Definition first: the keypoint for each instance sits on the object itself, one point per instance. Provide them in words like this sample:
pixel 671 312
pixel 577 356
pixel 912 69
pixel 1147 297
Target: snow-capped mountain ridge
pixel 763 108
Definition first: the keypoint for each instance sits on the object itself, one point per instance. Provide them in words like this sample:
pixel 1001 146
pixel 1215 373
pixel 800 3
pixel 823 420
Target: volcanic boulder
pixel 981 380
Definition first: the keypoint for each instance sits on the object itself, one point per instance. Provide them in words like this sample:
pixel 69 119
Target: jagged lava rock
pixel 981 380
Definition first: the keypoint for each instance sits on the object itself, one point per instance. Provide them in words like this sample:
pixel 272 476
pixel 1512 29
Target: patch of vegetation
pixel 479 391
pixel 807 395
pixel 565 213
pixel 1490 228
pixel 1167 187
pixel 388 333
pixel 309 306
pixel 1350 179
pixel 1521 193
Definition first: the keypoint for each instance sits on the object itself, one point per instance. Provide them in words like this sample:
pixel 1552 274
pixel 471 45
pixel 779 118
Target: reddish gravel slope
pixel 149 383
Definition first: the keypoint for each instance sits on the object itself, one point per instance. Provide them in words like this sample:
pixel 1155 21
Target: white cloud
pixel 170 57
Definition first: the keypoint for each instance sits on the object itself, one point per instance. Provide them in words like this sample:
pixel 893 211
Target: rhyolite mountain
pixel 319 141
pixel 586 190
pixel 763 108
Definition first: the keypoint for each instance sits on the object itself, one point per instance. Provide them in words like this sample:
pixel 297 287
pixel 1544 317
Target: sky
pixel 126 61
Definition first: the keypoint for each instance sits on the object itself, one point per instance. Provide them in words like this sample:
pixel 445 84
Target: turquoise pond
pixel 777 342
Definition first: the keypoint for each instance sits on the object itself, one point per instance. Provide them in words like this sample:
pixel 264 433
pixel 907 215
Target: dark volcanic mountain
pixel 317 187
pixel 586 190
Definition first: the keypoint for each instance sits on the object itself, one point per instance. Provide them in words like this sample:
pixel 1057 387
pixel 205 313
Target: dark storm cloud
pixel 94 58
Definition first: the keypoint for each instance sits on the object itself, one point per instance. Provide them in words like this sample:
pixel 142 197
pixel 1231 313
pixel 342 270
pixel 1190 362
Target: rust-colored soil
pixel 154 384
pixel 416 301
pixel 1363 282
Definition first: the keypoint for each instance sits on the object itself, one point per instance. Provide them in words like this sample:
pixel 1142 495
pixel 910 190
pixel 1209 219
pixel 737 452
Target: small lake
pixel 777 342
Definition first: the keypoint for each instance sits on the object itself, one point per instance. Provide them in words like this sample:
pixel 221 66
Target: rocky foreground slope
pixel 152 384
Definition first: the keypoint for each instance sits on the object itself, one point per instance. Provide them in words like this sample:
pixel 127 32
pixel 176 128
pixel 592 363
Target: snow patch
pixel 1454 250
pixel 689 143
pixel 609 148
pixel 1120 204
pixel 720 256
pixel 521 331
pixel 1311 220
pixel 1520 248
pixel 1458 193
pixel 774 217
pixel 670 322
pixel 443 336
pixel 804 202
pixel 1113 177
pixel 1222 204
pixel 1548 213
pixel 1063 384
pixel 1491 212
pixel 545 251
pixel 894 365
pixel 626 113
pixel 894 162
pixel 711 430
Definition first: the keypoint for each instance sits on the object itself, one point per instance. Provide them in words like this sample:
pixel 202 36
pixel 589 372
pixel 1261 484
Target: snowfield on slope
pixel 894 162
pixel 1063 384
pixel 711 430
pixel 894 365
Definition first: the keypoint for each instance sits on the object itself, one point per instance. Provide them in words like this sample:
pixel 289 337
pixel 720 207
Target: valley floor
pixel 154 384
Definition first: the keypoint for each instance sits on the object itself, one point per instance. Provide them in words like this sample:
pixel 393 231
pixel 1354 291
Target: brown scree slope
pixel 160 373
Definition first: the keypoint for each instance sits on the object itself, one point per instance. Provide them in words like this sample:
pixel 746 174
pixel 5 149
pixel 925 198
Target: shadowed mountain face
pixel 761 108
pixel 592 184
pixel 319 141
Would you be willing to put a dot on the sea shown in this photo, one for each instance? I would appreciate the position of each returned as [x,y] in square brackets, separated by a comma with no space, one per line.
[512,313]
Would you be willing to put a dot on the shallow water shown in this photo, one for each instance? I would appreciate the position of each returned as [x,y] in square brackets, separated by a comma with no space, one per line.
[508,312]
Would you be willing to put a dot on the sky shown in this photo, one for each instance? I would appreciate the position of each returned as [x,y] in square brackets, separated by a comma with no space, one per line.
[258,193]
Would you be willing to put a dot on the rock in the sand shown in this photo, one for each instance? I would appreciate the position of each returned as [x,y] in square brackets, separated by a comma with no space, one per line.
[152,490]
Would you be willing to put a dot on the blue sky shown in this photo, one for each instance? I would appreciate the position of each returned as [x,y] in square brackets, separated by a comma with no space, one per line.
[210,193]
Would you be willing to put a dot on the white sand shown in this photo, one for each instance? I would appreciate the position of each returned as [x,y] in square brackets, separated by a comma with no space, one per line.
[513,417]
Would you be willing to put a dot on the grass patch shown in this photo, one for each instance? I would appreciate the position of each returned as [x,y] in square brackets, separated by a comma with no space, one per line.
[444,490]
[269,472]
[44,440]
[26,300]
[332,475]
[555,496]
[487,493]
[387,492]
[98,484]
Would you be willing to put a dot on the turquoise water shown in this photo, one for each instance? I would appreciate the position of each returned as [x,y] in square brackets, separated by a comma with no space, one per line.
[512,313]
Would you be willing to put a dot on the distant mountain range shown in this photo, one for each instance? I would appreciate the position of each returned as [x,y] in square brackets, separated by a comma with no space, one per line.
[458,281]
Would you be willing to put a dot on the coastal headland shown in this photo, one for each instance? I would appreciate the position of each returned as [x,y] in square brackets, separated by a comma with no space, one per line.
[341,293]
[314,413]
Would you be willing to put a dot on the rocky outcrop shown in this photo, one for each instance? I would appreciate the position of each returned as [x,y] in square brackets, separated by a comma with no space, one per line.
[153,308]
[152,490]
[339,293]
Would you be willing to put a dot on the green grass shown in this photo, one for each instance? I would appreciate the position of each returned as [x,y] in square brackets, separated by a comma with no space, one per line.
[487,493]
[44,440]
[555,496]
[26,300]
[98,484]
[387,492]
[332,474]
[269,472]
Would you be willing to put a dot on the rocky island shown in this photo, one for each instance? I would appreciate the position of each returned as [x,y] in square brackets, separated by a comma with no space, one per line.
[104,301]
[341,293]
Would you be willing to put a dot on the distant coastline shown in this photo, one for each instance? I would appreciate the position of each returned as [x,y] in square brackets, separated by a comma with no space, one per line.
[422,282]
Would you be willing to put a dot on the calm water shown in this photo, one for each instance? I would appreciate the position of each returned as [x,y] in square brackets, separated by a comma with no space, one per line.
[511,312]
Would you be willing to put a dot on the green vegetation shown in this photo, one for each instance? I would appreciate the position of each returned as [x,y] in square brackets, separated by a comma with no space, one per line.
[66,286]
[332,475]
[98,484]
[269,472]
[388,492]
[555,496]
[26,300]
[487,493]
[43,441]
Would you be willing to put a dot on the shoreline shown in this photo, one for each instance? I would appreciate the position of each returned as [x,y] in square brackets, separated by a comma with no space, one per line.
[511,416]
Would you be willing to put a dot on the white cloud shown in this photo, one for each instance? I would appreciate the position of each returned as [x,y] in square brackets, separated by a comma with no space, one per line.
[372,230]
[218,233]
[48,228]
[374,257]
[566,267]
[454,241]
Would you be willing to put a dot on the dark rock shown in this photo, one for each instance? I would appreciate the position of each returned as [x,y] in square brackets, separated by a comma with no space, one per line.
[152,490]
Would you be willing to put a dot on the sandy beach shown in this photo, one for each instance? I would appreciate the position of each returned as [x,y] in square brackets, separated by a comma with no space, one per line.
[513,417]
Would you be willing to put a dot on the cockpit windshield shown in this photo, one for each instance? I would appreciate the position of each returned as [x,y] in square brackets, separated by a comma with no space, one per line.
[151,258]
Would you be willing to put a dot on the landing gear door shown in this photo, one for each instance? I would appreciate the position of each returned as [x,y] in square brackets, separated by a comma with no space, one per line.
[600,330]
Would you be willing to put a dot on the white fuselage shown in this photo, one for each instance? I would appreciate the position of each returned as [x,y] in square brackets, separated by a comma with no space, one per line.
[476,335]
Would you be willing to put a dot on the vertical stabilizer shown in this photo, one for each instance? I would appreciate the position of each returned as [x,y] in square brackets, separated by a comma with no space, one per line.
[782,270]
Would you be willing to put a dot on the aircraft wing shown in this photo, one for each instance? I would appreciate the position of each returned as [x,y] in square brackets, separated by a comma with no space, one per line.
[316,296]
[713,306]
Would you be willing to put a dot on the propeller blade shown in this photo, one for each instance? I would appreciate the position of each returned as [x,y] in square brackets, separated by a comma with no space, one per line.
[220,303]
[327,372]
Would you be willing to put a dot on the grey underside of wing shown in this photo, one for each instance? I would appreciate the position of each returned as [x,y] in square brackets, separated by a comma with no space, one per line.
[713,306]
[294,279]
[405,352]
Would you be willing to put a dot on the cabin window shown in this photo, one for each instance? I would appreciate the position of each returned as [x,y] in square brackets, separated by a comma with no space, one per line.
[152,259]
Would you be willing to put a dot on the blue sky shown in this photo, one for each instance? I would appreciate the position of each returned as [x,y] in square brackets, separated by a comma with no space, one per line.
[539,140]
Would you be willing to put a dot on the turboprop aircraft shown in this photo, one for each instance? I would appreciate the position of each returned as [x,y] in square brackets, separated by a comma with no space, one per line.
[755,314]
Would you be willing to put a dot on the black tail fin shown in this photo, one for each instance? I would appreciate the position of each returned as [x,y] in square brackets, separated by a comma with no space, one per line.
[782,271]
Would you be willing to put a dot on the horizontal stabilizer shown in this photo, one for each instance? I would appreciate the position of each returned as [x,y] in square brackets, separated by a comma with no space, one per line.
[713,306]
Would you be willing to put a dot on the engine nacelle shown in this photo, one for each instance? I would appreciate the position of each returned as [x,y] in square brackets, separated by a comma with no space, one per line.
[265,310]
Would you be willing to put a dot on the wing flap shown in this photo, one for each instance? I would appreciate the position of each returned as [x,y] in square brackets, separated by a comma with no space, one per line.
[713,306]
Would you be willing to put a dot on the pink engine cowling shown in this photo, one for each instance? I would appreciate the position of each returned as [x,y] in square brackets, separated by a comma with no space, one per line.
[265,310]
━━━━━━━━
▶ **WORK REQUEST**
Within the listing above, give again exactly every line from the line with "Target: small lake" through the line with "pixel 592 363", both included, and no other line.

▶ **WRITTEN SOLUTION**
Target: small lake
pixel 777 342
Definition first: the keypoint for each instance sits on the object itself, one point per instance. Provide them in words like this sample:
pixel 221 66
Target: rocky foreground slope
pixel 152 384
Definition first: the keypoint for each instance sits on the object itself, one point per instance. Provide them in words like this sample:
pixel 127 32
pixel 176 128
pixel 592 363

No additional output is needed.